Eating Does It: Healing Ourselves and Our Planet With Food asserts that the most effective action any person can take to address the world’s biggest problems is through diet. A whole-food, plant-based diet combats both climate change and rampant chronic diseases, including obesity, diabetes, cardiovascular diseases, and some cancers, without waiting for big policy changes, international cooperation, or costly drugs or medical procedures—and it’s free. This healthy diet emits the least greenhouse gasses, uses the least amount of our limited resources, and is our most accessible tool to heal and maintain health, inside and out.
Section I sets the table for the main course of Eating Does It by understanding boundaries. Like the human body, Earth has its limits, and climate change is pushing our planet into a chronic state of disease. Several basic concepts are explored, including greenhouse gasses, the carbon cycle, and how to benefit both our health and the planet’s by eating efficiently. Sorting out reasonable approaches starts with science, which is the best tool we have for tackling uncertainties and guides us toward solutions. Readers are provided with a primer in critical thinking to use on any claim concerning the relationship between food and climate change they read in the news or on social media and learn simple tips to decide for themselves whether a particular claim is valid or unsubstantiated.

[Things to do]
1/ List the chronic diseases that the book description says a whole-food, plant-based diet combats.
2/ Translate this sentence from the book description into Spanish: "Like the human body, Earth has its limits, and climate change is pushing our planet into a chronic state of disease."
3/ Answer each question from the book description.
(a) What does the text say a whole-food, plant-based diet costs?
(b) What does the text call the best tool we have for tackling uncertainties?
(c) Which section sets the table for the main course of the book?

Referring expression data
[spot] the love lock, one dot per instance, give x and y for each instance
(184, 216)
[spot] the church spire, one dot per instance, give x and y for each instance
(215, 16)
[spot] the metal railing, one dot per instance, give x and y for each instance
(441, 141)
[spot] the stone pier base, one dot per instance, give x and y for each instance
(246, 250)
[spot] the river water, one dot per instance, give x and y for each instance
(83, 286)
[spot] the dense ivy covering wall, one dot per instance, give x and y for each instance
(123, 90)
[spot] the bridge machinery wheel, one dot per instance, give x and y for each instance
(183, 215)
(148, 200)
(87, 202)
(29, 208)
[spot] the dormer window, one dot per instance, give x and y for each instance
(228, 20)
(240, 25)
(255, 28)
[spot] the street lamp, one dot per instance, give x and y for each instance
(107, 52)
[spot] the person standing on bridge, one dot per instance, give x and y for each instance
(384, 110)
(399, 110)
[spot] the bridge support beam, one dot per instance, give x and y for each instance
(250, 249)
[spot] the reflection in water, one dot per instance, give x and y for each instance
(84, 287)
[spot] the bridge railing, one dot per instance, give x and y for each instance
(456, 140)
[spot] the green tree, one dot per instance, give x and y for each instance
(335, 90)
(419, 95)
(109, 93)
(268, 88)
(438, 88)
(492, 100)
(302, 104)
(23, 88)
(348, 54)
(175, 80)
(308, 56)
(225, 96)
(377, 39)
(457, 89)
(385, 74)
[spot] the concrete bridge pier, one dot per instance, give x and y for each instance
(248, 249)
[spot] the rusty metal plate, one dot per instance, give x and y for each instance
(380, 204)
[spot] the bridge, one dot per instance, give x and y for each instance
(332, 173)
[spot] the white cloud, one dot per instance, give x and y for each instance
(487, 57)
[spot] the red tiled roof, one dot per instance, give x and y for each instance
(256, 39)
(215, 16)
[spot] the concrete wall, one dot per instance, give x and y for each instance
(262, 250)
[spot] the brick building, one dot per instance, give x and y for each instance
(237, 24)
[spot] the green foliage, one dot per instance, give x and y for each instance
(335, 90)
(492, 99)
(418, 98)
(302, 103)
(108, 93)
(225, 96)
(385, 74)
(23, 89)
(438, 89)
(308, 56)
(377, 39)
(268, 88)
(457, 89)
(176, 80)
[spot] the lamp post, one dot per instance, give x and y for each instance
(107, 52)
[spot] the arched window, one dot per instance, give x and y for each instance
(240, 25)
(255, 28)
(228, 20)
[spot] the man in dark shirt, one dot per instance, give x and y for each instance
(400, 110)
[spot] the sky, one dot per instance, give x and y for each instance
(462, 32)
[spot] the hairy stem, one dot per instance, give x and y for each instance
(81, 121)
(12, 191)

[Answers for this exercise]
1/
- Obesity
- Diabetes
- Cardiovascular diseases
- Some cancers

2/ Al igual que el cuerpo humano, la Tierra tiene sus límites, y el cambio climático está empujando a nuestro planeta hacia un estado crónico de enfermedad.

3/
(a) Nothing; it's free.
(b) Science.
(c) Section I.